### TASK DATA
※
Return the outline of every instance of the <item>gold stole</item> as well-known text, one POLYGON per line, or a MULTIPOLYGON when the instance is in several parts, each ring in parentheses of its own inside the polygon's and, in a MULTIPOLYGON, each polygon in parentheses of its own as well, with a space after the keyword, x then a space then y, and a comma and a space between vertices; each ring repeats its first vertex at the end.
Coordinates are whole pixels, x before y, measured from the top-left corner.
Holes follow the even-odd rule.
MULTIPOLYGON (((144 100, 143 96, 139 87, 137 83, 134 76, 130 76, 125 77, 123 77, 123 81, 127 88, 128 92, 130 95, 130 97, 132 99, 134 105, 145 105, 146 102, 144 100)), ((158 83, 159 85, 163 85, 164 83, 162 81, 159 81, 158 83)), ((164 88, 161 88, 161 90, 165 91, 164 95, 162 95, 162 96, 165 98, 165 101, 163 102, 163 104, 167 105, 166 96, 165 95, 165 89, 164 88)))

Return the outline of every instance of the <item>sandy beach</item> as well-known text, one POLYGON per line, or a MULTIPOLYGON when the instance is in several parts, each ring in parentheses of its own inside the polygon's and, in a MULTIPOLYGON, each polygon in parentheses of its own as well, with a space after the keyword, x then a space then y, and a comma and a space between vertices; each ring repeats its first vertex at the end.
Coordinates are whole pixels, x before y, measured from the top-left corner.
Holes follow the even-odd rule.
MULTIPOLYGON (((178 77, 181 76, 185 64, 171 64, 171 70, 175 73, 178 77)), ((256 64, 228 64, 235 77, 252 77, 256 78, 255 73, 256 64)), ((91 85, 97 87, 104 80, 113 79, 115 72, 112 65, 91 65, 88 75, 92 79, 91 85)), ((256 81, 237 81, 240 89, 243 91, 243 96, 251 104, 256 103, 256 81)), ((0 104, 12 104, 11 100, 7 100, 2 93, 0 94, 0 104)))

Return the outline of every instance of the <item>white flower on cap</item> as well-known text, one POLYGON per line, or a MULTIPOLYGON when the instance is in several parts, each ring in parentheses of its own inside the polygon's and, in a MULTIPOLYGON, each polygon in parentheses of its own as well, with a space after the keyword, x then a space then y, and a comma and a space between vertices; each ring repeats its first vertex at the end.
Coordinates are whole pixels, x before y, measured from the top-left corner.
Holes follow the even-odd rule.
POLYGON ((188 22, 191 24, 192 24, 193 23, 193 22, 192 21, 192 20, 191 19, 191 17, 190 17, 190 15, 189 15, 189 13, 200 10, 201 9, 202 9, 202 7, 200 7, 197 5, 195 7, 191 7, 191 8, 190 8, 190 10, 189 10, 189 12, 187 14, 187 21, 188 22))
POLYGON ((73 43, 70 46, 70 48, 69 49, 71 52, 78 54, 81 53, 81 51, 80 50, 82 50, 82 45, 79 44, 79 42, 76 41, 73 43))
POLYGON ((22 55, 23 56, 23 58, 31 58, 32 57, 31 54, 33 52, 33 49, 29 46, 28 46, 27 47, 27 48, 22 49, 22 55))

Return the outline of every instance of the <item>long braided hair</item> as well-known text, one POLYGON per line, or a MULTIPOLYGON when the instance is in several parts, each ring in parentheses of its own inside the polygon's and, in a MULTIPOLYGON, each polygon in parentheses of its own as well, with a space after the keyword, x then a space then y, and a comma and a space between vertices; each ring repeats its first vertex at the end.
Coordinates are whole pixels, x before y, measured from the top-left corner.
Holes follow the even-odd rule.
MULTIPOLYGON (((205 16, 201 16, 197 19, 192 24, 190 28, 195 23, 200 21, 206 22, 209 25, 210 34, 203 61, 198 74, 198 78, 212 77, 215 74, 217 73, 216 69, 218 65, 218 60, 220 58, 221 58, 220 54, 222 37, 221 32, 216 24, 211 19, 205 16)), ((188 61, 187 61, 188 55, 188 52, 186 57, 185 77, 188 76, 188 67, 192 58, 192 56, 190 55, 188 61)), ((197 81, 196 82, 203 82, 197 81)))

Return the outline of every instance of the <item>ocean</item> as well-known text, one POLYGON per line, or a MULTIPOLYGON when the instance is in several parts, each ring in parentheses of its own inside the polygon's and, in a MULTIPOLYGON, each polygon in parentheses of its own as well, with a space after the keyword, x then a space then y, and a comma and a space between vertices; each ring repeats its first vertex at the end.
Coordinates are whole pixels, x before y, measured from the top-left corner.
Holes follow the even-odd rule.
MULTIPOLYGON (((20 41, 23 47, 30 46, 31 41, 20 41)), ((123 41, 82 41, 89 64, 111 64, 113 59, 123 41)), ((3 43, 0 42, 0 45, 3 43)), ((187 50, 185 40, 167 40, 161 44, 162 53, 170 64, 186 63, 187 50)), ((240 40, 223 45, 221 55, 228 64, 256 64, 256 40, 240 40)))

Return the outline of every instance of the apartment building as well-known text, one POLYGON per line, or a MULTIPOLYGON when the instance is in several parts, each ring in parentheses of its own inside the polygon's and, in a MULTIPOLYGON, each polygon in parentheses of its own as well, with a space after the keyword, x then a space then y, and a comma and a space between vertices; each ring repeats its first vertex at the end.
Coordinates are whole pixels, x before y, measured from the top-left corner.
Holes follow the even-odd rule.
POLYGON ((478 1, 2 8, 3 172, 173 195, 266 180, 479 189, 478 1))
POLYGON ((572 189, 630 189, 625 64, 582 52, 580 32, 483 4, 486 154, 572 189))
※
Can you reproduce the lines above with "whole pixels" replaced by "integer pixels" everywhere it occurs, keeping everything else the same?

Return the outline of every instance of the <item>gold stole</item> as well-known text, one POLYGON per line, or a MULTIPOLYGON when the instance is in several parts, each ring in parentheses of its own inside the polygon's and, in a MULTIPOLYGON, each polygon in parentheses of its own as well, with a space after the keyword, x then a space then y, and a comma and a space between vertices; each ring repeats its first vertex at the end.
Coordinates are integer pixels, x before y, measured from the top-left corner.
Holes follow the even-odd rule.
MULTIPOLYGON (((144 100, 143 96, 139 87, 137 83, 134 76, 130 76, 125 77, 123 77, 123 81, 127 88, 128 92, 130 95, 130 97, 132 99, 134 105, 145 105, 146 102, 144 100)), ((158 83, 159 85, 163 85, 164 83, 162 81, 159 81, 158 83)), ((164 88, 161 88, 161 90, 165 91, 164 95, 162 95, 162 96, 165 98, 165 101, 163 102, 163 104, 167 105, 166 96, 165 95, 165 89, 164 88)))

Return the outline of every instance of the <item>sandy beach</item> as well-known text, one POLYGON per line, or a MULTIPOLYGON when the instance is in several parts, each ring in parentheses of its own inside the polygon's and, in a MULTIPOLYGON, each polygon in parentheses of its own as well, with a space after the keyword, x then a space then y, and a comma and a space between vertices; each ring repeats its first vertex at the end.
Coordinates are integer pixels, x before y, measured from the top-left corner.
Holes follow the even-odd rule.
MULTIPOLYGON (((178 77, 181 76, 185 64, 171 64, 171 70, 175 73, 178 77)), ((256 64, 228 64, 235 77, 252 77, 256 78, 255 73, 256 64)), ((91 85, 97 87, 104 80, 113 79, 115 72, 112 65, 91 65, 88 75, 92 79, 91 85)), ((256 81, 237 81, 240 89, 243 91, 243 96, 251 104, 256 103, 256 81)), ((0 104, 12 104, 11 100, 7 100, 2 93, 0 94, 0 104)))

Return the outline of every instance of the <item>white flower on cap</item> as well-known text, one POLYGON per line, or a MULTIPOLYGON when the instance is in several parts, each ring in parentheses of its own inside the polygon's and, in a MULTIPOLYGON, each polygon in parentheses of its own as well, with a space after the keyword, x then a space then y, and a comma and a space between vertices; each ring repeats its first vertex at the end.
Coordinates are integer pixels, x before y, measured from the top-left corner.
Holes follow the even-odd rule.
POLYGON ((188 22, 191 24, 192 24, 193 23, 193 22, 192 21, 192 20, 191 19, 191 17, 190 17, 190 15, 189 15, 189 13, 200 10, 201 9, 202 9, 202 7, 200 7, 197 5, 195 7, 191 7, 191 8, 190 8, 190 10, 189 10, 189 12, 187 14, 187 21, 188 22))
POLYGON ((73 43, 70 46, 70 48, 69 49, 71 52, 78 54, 81 53, 81 51, 80 50, 82 50, 82 45, 79 44, 79 42, 76 41, 73 43))
POLYGON ((22 55, 23 56, 23 58, 31 58, 32 57, 31 54, 33 52, 33 49, 29 46, 28 46, 27 47, 27 48, 22 49, 22 55))

Return the outline of every instance of the <item>long braided hair</item> as well-known text, one POLYGON per line, or a MULTIPOLYGON when the instance is in several parts, each ring in parentheses of its own inside the polygon's and, in a MULTIPOLYGON, each polygon in parentheses of its own as well, with a space after the keyword, x then a space then y, and a comma and a space between vertices; each ring repeats its first vertex at the end.
Coordinates are integer pixels, x before y, measured from the top-left corner.
Holes follow the even-odd rule.
MULTIPOLYGON (((205 16, 201 16, 197 19, 192 24, 190 28, 195 23, 200 21, 206 22, 209 25, 210 34, 203 61, 198 74, 198 78, 212 77, 215 74, 217 73, 216 69, 218 65, 218 60, 220 58, 221 58, 220 54, 222 37, 221 32, 216 24, 211 19, 205 16)), ((188 61, 187 61, 188 55, 188 52, 186 57, 185 77, 188 76, 188 67, 192 58, 192 56, 190 55, 188 61)), ((197 81, 196 82, 203 82, 197 81)))

Return the outline of every instance of the <item>ocean</item> as well-known text, one POLYGON per line, or a MULTIPOLYGON when the instance is in several parts, each ring in parentheses of its own inside the polygon's and, in a MULTIPOLYGON, each polygon in parentheses of its own as well, with a space after the keyword, x then a space then y, and a comma and a space between vertices; each ring repeats its first vertex at the end.
Coordinates are integer pixels, x before y, measured from the top-left corner.
Holes follow the even-odd rule.
MULTIPOLYGON (((20 41, 23 47, 30 46, 31 41, 20 41)), ((123 41, 82 41, 89 64, 111 64, 113 59, 123 41)), ((3 43, 0 42, 0 45, 3 43)), ((187 50, 185 40, 167 40, 161 44, 162 53, 170 64, 186 63, 187 50)), ((240 40, 223 45, 221 55, 228 64, 256 64, 256 40, 240 40)))

Return the outline of every instance of the apartment building as well-known text, one POLYGON per line, or a MULTIPOLYGON when the instance is in several parts, each ring in parentheses of its own inside the polygon's and, in a MULTIPOLYGON, each polygon in parentheses of its own as well, with a space after the keyword, x then a space then y, and a comma and a space between vertices; each ring repeats its first vertex at the end.
Coordinates are integer pixels, x before y, measured from the top-left corner.
Holes follow the even-odd rule.
POLYGON ((478 1, 2 8, 3 172, 173 195, 266 180, 479 189, 478 1))
POLYGON ((572 189, 630 189, 625 64, 582 52, 580 32, 483 4, 486 154, 572 189))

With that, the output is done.